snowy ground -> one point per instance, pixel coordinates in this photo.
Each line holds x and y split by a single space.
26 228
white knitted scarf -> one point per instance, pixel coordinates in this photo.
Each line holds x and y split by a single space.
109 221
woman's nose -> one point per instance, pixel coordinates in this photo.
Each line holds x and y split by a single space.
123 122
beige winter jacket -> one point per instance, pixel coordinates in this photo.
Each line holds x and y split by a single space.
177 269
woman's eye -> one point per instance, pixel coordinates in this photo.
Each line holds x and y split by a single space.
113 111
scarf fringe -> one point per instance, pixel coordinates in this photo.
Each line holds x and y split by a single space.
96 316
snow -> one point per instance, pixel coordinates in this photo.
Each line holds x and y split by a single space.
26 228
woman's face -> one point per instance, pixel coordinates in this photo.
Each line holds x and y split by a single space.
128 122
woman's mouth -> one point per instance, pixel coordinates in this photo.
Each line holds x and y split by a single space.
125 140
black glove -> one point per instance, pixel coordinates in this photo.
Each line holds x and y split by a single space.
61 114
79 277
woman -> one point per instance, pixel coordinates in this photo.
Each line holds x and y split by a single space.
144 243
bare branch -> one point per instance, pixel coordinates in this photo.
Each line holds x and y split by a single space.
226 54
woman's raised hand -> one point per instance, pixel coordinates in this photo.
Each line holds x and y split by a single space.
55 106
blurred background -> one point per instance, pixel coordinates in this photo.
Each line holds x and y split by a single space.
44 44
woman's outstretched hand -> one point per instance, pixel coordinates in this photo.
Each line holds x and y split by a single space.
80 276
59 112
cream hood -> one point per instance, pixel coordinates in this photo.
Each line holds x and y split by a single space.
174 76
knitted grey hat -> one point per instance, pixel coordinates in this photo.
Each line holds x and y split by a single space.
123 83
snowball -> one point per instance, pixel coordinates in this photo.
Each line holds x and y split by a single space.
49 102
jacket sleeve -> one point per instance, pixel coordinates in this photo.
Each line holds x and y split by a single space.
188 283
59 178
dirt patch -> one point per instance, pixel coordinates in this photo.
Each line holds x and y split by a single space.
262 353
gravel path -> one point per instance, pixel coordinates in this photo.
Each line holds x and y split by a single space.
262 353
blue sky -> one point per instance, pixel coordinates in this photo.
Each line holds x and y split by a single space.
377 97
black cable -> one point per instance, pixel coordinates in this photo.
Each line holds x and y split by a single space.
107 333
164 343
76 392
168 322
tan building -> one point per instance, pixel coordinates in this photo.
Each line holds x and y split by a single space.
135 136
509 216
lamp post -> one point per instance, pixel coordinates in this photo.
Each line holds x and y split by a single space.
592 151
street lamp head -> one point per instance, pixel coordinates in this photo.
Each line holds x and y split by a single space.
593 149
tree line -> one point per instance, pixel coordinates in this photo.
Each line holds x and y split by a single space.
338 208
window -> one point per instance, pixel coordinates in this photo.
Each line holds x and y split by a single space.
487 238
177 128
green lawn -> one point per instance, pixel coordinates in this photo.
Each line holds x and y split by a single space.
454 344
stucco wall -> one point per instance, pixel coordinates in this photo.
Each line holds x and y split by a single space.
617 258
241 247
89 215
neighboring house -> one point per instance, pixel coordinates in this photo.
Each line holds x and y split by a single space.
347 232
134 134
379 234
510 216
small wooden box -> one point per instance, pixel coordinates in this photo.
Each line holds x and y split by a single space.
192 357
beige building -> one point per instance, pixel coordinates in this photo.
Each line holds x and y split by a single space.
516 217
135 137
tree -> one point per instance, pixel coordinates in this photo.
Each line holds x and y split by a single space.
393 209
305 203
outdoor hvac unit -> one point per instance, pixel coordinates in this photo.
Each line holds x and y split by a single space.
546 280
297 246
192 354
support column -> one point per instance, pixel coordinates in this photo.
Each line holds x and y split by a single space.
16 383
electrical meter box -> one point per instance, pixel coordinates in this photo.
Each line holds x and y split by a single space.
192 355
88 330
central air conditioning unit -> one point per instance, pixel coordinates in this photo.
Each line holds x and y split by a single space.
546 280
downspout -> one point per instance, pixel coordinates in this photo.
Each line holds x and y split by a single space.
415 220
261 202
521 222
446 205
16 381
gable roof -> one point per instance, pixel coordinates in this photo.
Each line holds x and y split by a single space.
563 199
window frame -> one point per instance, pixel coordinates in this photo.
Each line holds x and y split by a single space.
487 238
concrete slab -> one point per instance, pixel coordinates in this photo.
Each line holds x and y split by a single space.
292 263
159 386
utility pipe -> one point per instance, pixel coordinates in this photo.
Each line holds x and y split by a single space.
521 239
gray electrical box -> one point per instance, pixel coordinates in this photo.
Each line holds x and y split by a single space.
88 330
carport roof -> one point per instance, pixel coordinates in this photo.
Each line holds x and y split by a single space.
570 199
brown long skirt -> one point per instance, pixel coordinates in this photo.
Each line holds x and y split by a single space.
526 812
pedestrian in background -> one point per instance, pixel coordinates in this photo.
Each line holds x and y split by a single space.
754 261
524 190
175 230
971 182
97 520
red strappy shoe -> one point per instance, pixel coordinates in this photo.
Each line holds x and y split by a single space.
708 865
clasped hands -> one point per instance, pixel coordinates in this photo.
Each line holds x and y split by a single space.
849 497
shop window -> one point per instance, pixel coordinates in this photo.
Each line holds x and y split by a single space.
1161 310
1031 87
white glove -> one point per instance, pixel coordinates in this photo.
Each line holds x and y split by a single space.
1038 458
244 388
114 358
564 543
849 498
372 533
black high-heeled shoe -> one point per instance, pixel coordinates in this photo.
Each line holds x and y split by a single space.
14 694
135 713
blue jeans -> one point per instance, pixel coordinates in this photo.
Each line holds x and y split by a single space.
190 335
+ + + + +
TASK BRIEF:
Turn all of the data above into a numbered list, one line per item, leaving out any blank lines.

RESULT OF THE EXERCISE:
1. snowy ground -> one point per instance, pixel coordinates in this photo.
2. Each line holds x and y split by a single space.
3. 26 228
4. white knitted scarf -> one point per instance, pixel coordinates in this photo.
5. Each line holds x and y split by a single space.
6. 109 221
7. woman's nose -> one point per instance, pixel coordinates in this photo.
8. Each line holds x and y split by a single space.
9. 123 122
10. beige winter jacket -> one point per instance, pixel coordinates in this photo.
11. Each line holds x and y split by a single space.
12. 177 269
13. woman's eye -> one point per instance, pixel coordinates in this photo.
14. Each line holds x and y split by a single space.
15. 113 111
16. scarf fringe -> one point per instance, pixel coordinates in this photo.
17. Each line holds x and y split by a single space.
18. 96 316
19. snow -> one point per instance, pixel coordinates in this photo.
20. Each line holds x and y split by a single space.
21. 26 228
22. woman's face -> one point per instance, pixel coordinates in this photo.
23. Each line holds x and y split by a single space.
24. 128 122
25. woman's mouth -> one point per instance, pixel coordinates in this photo.
26. Each line holds x and y split by a single space.
27. 125 140
28. black glove -> one point per instance, pixel coordinates in this photo.
29. Each line holds x and y split by a single space.
30. 61 114
31. 79 277
32. woman -> one point per instance, pixel coordinates in this photo.
33. Each line holds x and y split by a single space.
34. 144 243
35. bare branch -> one point per instance, pixel coordinates in this photo.
36. Each line holds x and y split by a single space.
37. 226 54
38. woman's raised hand -> one point per instance, pixel coordinates in this photo.
39. Each line holds x and y split by a single space.
40. 55 106
41. blurred background -> one point per instance, pixel coordinates in this photo.
42. Each line holds x and y split by a single space.
43. 44 44
44. woman's outstretched hand -> one point per instance, pixel coordinates in this photo.
45. Each line holds x and y split by a single space.
46. 80 276
47. 59 112
48. cream hood -> one point per instance, pixel coordinates in this photo.
49. Each line holds x and y split by a single space.
50. 174 76
51. knitted grey hat -> one point per instance, pixel coordinates in this photo.
52. Each line holds x and y split by a single space.
53. 123 83
54. snowball -> one point per instance, pixel coordinates in this photo.
55. Each line holds x and y split by a single space.
56. 49 102
57. jacket sleeve -> one point per instance, pixel coordinates in this photo.
58. Each line holds x and y split by a single space.
59. 188 283
60. 59 178
61. dirt patch -> one point per instance, pixel coordinates in this photo.
62. Each line holds x and y split by a single space.
63. 262 353
64. gravel path -> one point per instance, pixel coordinates in this photo.
65. Each line holds x and y split by a single space.
66. 262 353
67. blue sky -> one point per instance, pixel coordinates in this photo.
68. Each line holds x and y split by a single space.
69. 377 97
70. black cable -> one point per instance, pixel coordinates in this photo.
71. Each line holds x and y split by a single space.
72. 107 333
73. 164 343
74. 76 392
75. 168 322
76. tan building -> one point per instance, pixel coordinates in this photo.
77. Each line holds x and y split by a single space.
78. 135 136
79. 509 216
80. lamp post -> one point per instance, pixel coordinates in this photo.
81. Each line holds x and y split by a single space.
82. 592 151
83. street lamp head -> one point per instance, pixel coordinates in this photo.
84. Each line holds x and y split by a single space.
85. 593 149
86. tree line -> one point per instance, pixel coordinates in this photo.
87. Each line holds x and y split by a single space.
88. 338 208
89. window -> one point per instance, pixel coordinates in this photo.
90. Each line holds x and y split by a single space.
91. 487 238
92. 177 128
93. green lawn -> one point per instance, pixel coordinates in this photo.
94. Each line holds x and y split by a single space.
95. 454 344
96. stucco wall -> one point per instance, pixel coordinates in this photo.
97. Each line holds x and y split by a single space.
98. 617 258
99. 241 247
100. 89 215
101. neighboring house -> one point per instance, pixel coordinates in this photo.
102. Each line holds x and y split by a single space.
103. 347 232
104. 134 134
105. 379 234
106. 510 216
107. small wooden box -> one point per instance, pixel coordinates in this photo.
108. Each line holds x and y split by a single space.
109. 192 357
110. beige building -> one point per instance, pixel coordinates in this photo.
111. Each line holds x and y split by a single space.
112. 516 217
113. 135 137
114. tree -> one point per instance, pixel coordinates in this photo.
115. Each line holds x and y split by a single space.
116. 393 209
117. 305 203
118. outdoor hvac unit -> one point per instance, pixel coordinates in this photo.
119. Each line holds x and y split by a single space.
120. 546 280
121. 297 246
122. 192 354
123. support column -> one point per instance, pixel coordinates in this photo.
124. Each line holds x and y split by a single space.
125. 16 383
126. electrical meter box -> one point per instance, pixel coordinates in this photo.
127. Each line holds x and y split by a single space.
128. 192 355
129. 88 330
130. central air conditioning unit -> one point per instance, pixel coordinates in this photo.
131. Each line holds x and y split by a single space.
132. 546 280
133. downspout -> one point per instance, pixel coordinates in this photo.
134. Each line holds x and y split by a single space.
135. 415 220
136. 261 202
137. 521 222
138. 446 205
139. 16 381
140. gable roof -> one point per instance, pixel coordinates in this photo.
141. Each line holds x and y split by a single space.
142. 563 199
143. window frame -> one point per instance, pixel coordinates in this photo.
144. Each line holds x and y split by a single space.
145. 487 238
146. concrete slab -> one point per instance, pixel coordinates in this photo.
147. Each line holds x and y split by a single space.
148. 292 263
149. 159 386
150. utility pipe -> one point per instance, pixel coordinates in this photo.
151. Each line holds x and y split by a single space.
152. 521 239
153. gray electrical box -> one point per instance, pixel coordinates in this photo.
154. Each line holds x and y split by a single space.
155. 88 330
156. carport roof -> one point per instance, pixel coordinates in this photo.
157. Each line holds x and y split by a single space.
158. 570 199
159. brown long skirt -> one point per instance, pixel coordinates in this photo.
160. Each line holds x and y split by a single space.
161. 526 812
162. pedestrian in background -> one point per instance, pixel coordinates in this photo.
163. Each line holds x and y split by a single space.
164. 754 261
165. 524 190
166. 175 230
167. 971 182
168. 97 520
169. red strappy shoe -> one point per instance, pixel coordinates in this photo.
170. Each line holds x and y split by a single space.
171. 708 865
172. clasped hands -> one point per instance, pixel coordinates in this photo.
173. Each line holds x and y split by a single space.
174. 849 497
175. shop window -> one point per instance, pixel coordinates in this photo.
176. Each line holds x and y split by a single space.
177. 1161 310
178. 1031 87
179. white glove -> one point per instance, pixel coordinates in this photo.
180. Each line holds x and y split by a single space.
181. 1038 458
182. 244 388
183. 114 358
184. 564 543
185. 849 498
186. 372 533
187. black high-heeled shoe -> one point per instance, pixel coordinates in this photo.
188. Each line holds x and y split by a single space.
189. 14 694
190. 135 713
191. blue jeans -> one point per instance, pixel coordinates in this photo.
192. Each line holds x and y split by a single space.
193. 190 335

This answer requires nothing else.